Vectl - Vector Cluster Store¶
Source:
extern/vectl/README.mdLast updated: 2024-10
A high-performance vector embedding storage system with clustering support, optimized for raw block devices. Perfect for semantic search, RAG systems, and other vector database applications.
Features¶
- Direct block device access for optimized performance
- K-means clustering for efficient vector similarity search
- Python bindings for seamless integration
- Memory-mapped I/O for high-throughput operations
- Support for both file and block device storage
- Command-line interface for management and testing
Requirements¶
- Linux system (tested on Ubuntu 20.04+)
- C++17 compatible compiler (GCC 9+ or Clang 10+)
- CMake 3.10+
- Python 3.6+ (for Python bindings)

■ EXERCISE AIM
Write the next part of the Vectl vector store README, starting right after the line "Python 3.6+ (for Python bindings)".

■ RAW RECORDS
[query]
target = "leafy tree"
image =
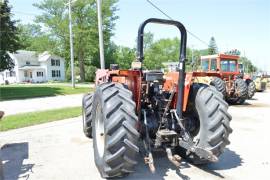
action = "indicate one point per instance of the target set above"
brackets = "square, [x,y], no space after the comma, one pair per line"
[212,48]
[125,56]
[85,31]
[249,67]
[9,40]
[34,39]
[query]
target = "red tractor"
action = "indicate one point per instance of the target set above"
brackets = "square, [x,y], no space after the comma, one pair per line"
[164,111]
[229,80]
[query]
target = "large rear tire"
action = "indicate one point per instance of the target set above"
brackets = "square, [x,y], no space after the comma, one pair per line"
[207,121]
[219,84]
[115,136]
[87,102]
[251,88]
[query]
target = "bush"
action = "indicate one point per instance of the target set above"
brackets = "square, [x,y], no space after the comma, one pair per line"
[90,73]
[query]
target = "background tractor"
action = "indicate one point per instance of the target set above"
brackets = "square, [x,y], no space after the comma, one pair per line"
[260,82]
[251,84]
[165,112]
[227,78]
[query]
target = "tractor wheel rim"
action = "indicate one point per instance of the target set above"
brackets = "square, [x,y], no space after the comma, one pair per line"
[100,136]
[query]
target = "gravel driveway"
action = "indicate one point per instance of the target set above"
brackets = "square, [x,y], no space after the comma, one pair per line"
[59,150]
[38,104]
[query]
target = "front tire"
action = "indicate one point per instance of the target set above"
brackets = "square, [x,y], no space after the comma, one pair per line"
[115,136]
[207,121]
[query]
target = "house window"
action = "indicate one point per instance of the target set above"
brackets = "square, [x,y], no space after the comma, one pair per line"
[11,74]
[55,62]
[39,74]
[56,73]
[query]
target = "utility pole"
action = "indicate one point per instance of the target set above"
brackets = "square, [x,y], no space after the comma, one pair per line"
[100,33]
[71,45]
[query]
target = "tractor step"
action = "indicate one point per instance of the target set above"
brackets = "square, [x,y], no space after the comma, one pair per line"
[201,152]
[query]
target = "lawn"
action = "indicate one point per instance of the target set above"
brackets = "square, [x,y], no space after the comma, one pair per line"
[32,118]
[29,91]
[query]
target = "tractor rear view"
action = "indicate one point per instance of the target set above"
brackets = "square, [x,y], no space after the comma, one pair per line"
[166,112]
[227,78]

■ RESPONSE TO THE TASK
- pybind11
- numpy
- [Optional] Ollama for text embeddings
Building and Installation¶
# Clone and build
git clone https://github.com/yourusername/vector-cluster-store.git
cd vector-cluster-store
./build.sh
# For Python bindings
pip install -e .
Usage¶
File-based Storage (Recommended for Testing)¶
Raw Block Device Storage (Advanced)¶
sudo ./prepare_device.sh /dev/sdX # Replace sdX with your device
sudo ./ollama_vector_search.py /dev/sdX
Python API¶
import vector_cluster_store_py
# Create a logger
logger = vector_cluster_store_py.Logger("vector_store.log")
# Create and initialize vector store
store = vector_cluster_store_py.VectorClusterStore(logger)
store.initialize("./vector_store.bin", "kmeans", 768, 10)
# Store a vector
vector_id = 0
vector = [0.1, 0.2, 0.3] # Your embedding vector
metadata = "Example metadata"
store.store_vector(vector_id, vector, metadata)
# Retrieve a vector
retrieved_vector = store.retrieve_vector(vector_id)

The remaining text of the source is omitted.